Point localization data:
-- Opening Marker --

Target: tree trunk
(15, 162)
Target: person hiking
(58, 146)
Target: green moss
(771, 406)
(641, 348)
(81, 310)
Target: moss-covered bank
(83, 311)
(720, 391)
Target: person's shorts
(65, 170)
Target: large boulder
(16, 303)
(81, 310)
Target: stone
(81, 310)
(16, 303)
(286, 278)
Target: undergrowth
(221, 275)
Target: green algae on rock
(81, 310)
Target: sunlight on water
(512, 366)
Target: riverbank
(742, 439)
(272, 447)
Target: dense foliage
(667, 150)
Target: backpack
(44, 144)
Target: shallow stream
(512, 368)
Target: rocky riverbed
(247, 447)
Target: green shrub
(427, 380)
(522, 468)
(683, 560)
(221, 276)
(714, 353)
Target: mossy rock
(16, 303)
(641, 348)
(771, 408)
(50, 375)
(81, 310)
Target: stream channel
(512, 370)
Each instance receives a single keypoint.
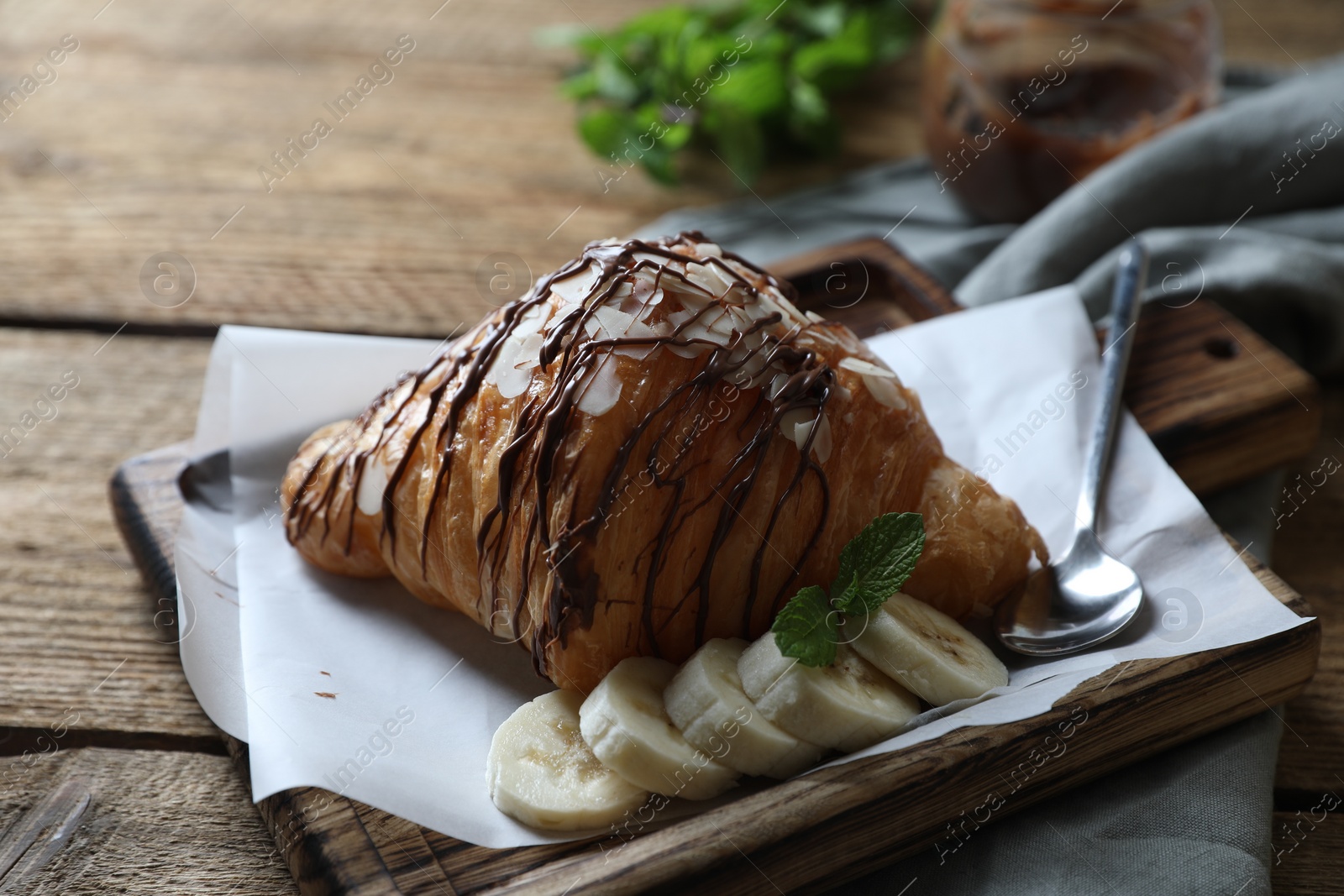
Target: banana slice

-- Closing Marker --

Task to carry out:
A faithful copy of the entries above is needed, one that contains no images.

Solved problem:
Target: tree trunk
(15, 162)
Target: person hiking
(58, 146)
Target: green moss
(771, 406)
(641, 348)
(81, 310)
Target: moss-covered bank
(83, 311)
(720, 391)
Target: person's shorts
(65, 170)
Target: large boulder
(16, 303)
(81, 310)
Target: stone
(81, 310)
(16, 303)
(286, 278)
Target: undergrowth
(221, 275)
Target: green algae on rock
(81, 310)
Target: sunlight on water
(512, 366)
Target: riverbank
(742, 439)
(272, 447)
Target: dense foliage
(667, 150)
Target: backpack
(44, 144)
Target: shallow stream
(512, 368)
Target: rocky riverbed
(247, 447)
Target: green shrub
(427, 380)
(522, 468)
(683, 560)
(221, 276)
(714, 353)
Target: mossy rock
(16, 303)
(641, 348)
(771, 408)
(50, 375)
(81, 310)
Target: stream channel
(512, 370)
Each instance receives a single keypoint.
Target: banana slice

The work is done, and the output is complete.